:: PROBLEEMOMSCHRIJVING ::
Haal uit de onderstaande rijen elke regel die het woord "green" bevat. Hoofdletters en kleine letters worden daarbij onderscheiden.

━━ FRAGMENTEN UIT GEGEVENS ━━

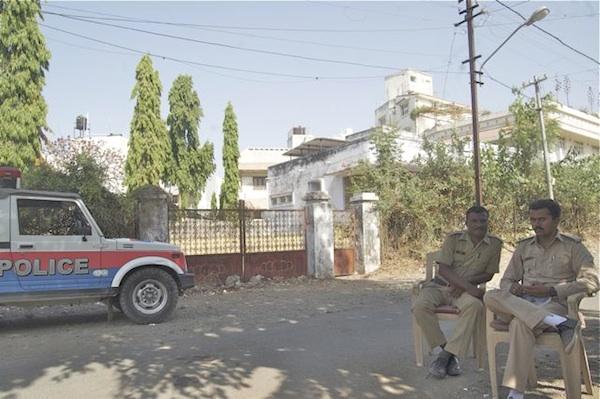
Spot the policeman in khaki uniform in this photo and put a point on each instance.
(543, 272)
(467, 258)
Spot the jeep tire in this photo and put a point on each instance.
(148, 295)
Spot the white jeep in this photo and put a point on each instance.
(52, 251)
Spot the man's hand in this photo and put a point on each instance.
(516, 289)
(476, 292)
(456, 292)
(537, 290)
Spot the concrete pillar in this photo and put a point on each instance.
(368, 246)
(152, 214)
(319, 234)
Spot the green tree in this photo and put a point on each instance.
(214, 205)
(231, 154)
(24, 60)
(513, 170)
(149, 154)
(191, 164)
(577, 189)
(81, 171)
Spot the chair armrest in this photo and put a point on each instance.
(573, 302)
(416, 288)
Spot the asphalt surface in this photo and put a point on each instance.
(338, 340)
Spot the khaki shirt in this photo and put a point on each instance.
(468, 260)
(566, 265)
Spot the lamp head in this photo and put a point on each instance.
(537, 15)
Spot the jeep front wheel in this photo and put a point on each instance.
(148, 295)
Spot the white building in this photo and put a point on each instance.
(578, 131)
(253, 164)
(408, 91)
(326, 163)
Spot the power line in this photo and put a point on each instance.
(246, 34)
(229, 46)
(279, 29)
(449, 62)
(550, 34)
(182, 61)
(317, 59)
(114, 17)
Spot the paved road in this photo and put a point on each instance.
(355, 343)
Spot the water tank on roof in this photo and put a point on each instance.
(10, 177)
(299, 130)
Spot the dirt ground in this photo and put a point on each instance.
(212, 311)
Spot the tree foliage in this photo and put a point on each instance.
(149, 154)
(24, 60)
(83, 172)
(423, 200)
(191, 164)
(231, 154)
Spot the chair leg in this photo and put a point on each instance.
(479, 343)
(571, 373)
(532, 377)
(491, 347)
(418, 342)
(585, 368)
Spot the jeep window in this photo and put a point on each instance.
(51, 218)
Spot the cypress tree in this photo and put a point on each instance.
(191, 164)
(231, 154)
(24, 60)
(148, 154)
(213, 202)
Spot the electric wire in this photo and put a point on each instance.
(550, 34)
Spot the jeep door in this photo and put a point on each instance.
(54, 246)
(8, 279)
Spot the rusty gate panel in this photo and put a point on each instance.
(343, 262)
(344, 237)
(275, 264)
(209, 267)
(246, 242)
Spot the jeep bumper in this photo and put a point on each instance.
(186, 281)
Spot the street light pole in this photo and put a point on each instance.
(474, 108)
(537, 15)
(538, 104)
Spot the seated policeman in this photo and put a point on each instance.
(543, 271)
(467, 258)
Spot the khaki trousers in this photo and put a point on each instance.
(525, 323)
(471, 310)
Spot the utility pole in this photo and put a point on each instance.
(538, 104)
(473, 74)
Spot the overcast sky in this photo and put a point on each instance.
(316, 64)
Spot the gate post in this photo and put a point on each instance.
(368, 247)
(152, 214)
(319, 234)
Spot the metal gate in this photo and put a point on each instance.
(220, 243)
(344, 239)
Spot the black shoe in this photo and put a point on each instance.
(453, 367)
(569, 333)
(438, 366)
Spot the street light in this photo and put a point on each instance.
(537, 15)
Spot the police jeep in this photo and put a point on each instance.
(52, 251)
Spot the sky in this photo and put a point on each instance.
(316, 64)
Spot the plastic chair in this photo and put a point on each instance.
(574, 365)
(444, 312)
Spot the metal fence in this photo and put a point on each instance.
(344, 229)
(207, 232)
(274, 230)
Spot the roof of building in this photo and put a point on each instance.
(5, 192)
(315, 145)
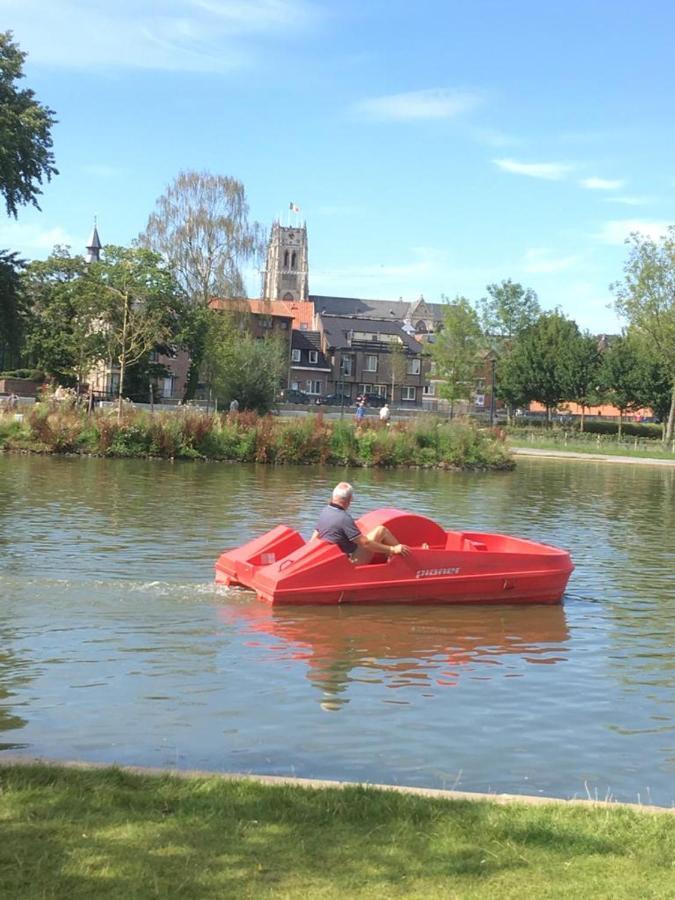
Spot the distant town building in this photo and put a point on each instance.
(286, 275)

━━━
━━ FRAGMENTEN UIT GEGEVENS ━━

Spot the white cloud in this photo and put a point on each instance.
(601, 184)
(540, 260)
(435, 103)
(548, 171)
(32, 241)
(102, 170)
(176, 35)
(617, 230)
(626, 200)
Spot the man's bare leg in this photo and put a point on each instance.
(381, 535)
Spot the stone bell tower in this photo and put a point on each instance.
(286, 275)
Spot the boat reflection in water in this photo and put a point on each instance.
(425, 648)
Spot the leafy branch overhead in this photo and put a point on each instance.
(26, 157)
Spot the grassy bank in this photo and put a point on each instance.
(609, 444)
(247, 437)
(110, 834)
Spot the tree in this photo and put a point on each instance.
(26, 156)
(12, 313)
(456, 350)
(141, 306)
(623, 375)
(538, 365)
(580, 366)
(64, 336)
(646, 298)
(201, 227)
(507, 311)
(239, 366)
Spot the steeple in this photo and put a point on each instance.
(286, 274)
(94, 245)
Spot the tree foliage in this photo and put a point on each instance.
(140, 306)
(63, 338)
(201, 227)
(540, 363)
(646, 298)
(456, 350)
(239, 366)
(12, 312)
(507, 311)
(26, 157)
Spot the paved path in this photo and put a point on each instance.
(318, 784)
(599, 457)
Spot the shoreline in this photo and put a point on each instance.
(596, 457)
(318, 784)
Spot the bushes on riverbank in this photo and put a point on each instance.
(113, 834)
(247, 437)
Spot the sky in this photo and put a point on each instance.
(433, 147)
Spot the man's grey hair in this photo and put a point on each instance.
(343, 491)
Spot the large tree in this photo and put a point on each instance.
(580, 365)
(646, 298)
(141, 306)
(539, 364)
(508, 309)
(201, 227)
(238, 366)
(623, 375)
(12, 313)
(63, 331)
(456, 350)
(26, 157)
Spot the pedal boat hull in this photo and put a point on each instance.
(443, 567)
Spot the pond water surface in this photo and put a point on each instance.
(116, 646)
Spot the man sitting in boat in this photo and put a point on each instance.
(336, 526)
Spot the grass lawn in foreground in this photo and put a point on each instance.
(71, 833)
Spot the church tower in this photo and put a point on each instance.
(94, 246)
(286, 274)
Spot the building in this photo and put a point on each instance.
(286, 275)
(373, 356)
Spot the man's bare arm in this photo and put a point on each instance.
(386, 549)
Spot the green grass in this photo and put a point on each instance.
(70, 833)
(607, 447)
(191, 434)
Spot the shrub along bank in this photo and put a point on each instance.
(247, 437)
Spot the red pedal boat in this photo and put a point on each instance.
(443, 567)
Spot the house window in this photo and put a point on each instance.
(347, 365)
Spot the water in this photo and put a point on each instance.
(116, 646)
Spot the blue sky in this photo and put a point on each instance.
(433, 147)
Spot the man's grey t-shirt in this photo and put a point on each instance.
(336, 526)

━━━

:: ANTWOORD OP OPGAVE ::
Spot the green tree in this photo and put a point on each instance.
Spot the green grass in this photo and put a point on each instance.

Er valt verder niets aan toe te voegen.